Repeat the whole of the data, keeping every detail the same.

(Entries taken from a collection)
——————

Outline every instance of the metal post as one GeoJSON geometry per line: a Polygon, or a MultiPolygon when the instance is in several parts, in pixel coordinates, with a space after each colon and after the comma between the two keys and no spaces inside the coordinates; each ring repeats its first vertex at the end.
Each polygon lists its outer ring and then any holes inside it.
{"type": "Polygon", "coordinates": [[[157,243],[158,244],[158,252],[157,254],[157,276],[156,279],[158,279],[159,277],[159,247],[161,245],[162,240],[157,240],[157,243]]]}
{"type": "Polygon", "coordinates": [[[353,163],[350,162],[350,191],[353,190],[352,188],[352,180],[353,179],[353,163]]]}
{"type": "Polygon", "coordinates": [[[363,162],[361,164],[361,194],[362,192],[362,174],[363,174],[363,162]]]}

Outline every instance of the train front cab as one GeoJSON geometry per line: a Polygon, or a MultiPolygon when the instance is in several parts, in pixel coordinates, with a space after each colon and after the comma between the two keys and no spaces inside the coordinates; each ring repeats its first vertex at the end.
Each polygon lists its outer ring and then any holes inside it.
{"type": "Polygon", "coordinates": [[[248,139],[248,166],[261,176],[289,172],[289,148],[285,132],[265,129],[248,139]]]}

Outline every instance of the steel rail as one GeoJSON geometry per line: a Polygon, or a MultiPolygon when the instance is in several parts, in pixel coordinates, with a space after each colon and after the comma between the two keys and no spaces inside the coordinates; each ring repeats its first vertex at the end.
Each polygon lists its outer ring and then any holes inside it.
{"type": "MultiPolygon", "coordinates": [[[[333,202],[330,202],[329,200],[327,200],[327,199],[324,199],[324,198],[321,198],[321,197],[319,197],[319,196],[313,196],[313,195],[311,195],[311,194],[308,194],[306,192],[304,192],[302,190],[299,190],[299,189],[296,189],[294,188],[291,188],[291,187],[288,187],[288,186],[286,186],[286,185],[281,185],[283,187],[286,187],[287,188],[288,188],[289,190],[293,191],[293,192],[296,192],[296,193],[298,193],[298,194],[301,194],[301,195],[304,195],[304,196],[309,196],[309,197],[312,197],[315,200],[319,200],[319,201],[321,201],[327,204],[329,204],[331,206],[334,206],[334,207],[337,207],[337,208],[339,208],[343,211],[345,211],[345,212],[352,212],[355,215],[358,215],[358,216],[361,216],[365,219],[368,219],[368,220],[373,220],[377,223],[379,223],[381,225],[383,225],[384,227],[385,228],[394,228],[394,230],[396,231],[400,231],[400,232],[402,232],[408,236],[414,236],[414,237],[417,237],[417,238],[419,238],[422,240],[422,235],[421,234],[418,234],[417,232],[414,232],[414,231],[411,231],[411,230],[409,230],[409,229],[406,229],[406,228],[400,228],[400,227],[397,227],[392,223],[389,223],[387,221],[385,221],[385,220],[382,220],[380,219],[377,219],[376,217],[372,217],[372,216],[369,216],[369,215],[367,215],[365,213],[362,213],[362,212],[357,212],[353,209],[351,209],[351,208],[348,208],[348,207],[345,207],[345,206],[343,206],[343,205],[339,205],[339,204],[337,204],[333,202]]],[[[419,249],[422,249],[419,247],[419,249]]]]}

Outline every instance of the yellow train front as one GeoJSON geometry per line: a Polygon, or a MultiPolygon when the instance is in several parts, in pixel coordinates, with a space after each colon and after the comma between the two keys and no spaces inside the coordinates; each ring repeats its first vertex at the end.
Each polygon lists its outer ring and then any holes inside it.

——————

_Task response_:
Outline every instance of the metal post as one GeoJSON geometry per line: a Polygon, or a MultiPolygon when the instance is in several parts, in pixel coordinates, with a space after each colon and after the comma between the two keys and no spaces inside the coordinates; each ring repeats its first vertex at the end.
Each polygon lists its outer ring and then any holes inside it.
{"type": "Polygon", "coordinates": [[[157,243],[158,244],[158,252],[157,254],[157,276],[156,279],[158,279],[159,277],[159,247],[161,245],[162,240],[157,240],[157,243]]]}
{"type": "Polygon", "coordinates": [[[353,163],[350,162],[350,191],[353,190],[352,188],[352,180],[353,179],[353,163]]]}
{"type": "Polygon", "coordinates": [[[363,162],[361,164],[361,194],[362,192],[362,174],[363,174],[363,162]]]}

Outline every instance of the train front cab as one GeoJSON geometry per line: a Polygon, or a MultiPolygon when the instance is in several parts, in pixel coordinates, with a space after each colon and after the comma between the two keys and no spaces inside the coordinates; each ring repeats its first vertex at the end.
Each polygon lists its outer ring and then any holes inside it.
{"type": "Polygon", "coordinates": [[[248,139],[248,166],[261,176],[289,172],[289,148],[285,132],[265,129],[248,139]]]}

Outline every instance of the steel rail as one GeoJSON geometry per line: a Polygon, or a MultiPolygon when the instance is in several parts, in pixel coordinates, with a space after each colon and after the comma between the two keys and no spaces inside the coordinates; each ring repeats its first vertex at the end.
Each polygon lists its outer ring and then any holes inside it.
{"type": "MultiPolygon", "coordinates": [[[[333,202],[330,202],[329,200],[327,200],[327,199],[324,199],[324,198],[321,198],[321,197],[319,197],[319,196],[313,196],[313,195],[311,195],[311,194],[308,194],[306,192],[304,192],[302,190],[299,190],[299,189],[296,189],[294,188],[291,188],[291,187],[288,187],[288,186],[286,186],[286,185],[281,185],[283,187],[286,187],[287,188],[288,188],[289,190],[293,191],[293,192],[296,192],[296,193],[298,193],[298,194],[301,194],[301,195],[304,195],[304,196],[309,196],[309,197],[312,197],[315,200],[319,200],[319,201],[321,201],[327,204],[329,204],[331,206],[334,206],[334,207],[337,207],[337,208],[339,208],[343,211],[345,211],[345,212],[352,212],[355,215],[358,215],[358,216],[361,216],[365,219],[368,219],[368,220],[373,220],[377,223],[379,223],[381,225],[383,225],[384,227],[385,228],[394,228],[394,230],[396,231],[400,231],[400,232],[402,232],[408,236],[414,236],[414,237],[417,237],[417,238],[419,238],[422,240],[422,235],[421,234],[418,234],[417,232],[414,232],[414,231],[411,231],[411,230],[409,230],[409,229],[406,229],[406,228],[400,228],[400,227],[397,227],[392,223],[389,223],[387,221],[385,221],[385,220],[382,220],[380,219],[377,219],[376,217],[372,217],[372,216],[369,216],[369,215],[367,215],[365,213],[362,213],[362,212],[357,212],[353,209],[351,209],[351,208],[348,208],[348,207],[345,207],[345,206],[343,206],[343,205],[339,205],[339,204],[337,204],[333,202]]],[[[419,249],[422,249],[419,247],[419,249]]]]}

Outline every instance of the yellow train front as one GeoJSON geometry per line: a Polygon, or a MultiPolygon when the instance is in several parts, in pixel coordinates, with a space after each colon and after the comma between the two keys and no spaces inside the coordinates; each ring repeats its first vertex at the end.
Each polygon lists its outer ring and then any holes inside it.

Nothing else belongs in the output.